» **Written request**:
Please write out every row below again, swapping each "Target" for "Label" and leaving everything else unchanged. Omit the pictures from your answer.

» **Input for this task**:
┄┄┄┄┄┄

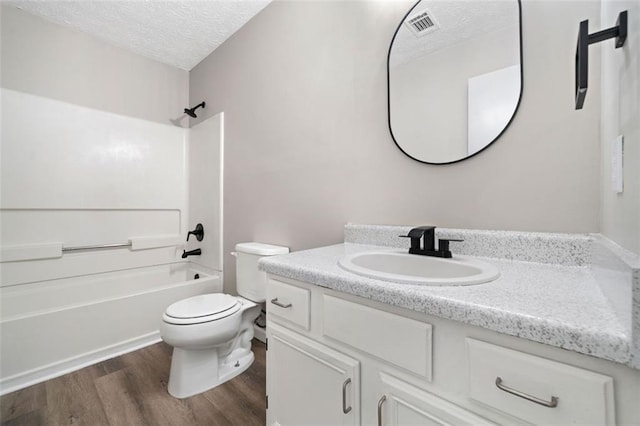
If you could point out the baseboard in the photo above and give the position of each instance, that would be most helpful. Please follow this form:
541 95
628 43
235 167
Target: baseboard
57 369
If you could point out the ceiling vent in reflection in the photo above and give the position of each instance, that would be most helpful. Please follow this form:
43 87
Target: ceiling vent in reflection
422 23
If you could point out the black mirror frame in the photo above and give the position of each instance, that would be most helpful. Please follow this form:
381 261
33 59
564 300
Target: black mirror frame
389 91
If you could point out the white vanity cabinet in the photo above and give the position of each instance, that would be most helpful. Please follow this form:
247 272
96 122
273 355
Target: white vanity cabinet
336 359
310 383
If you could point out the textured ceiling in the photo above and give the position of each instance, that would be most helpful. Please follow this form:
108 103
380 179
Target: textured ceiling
459 20
180 33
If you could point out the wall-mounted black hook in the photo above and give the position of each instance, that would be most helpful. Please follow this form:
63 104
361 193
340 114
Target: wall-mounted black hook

┄┄┄┄┄┄

» **Exercise solution**:
If you could point out the baseboard in the photo above and give the position of each instance, that would be most helpful. Please follow this form:
541 95
628 43
235 167
Label: baseboard
57 369
If you could point out the ceiling vent in reflection in the photo above and give the position of each instance, that would be most helpful. Please follow this form:
43 87
Label: ceiling vent in reflection
422 23
If you could point out the black mirror frame in the photo above and give the position of each instance, that would be most helpful. Please follow this form:
381 261
33 59
564 300
Label: black mirror frame
389 91
If you could point out the white vanity cabinet in the photo above and give the position of each instance, that would be most helpful. Please follow this form:
247 272
96 122
273 355
Label: white vanity cabinet
336 359
310 383
If you could point out the textured ceiling in the photo above and give the position of each instance, that would be most helpful. Please follow this form:
108 103
380 179
Label: textured ceiling
459 20
180 33
If you could point out the wall-mounted black hook in the photo above and give the position of each instance, that would be most helpful. Please follow this form:
63 104
361 193
340 114
Label: wall-mounted black hook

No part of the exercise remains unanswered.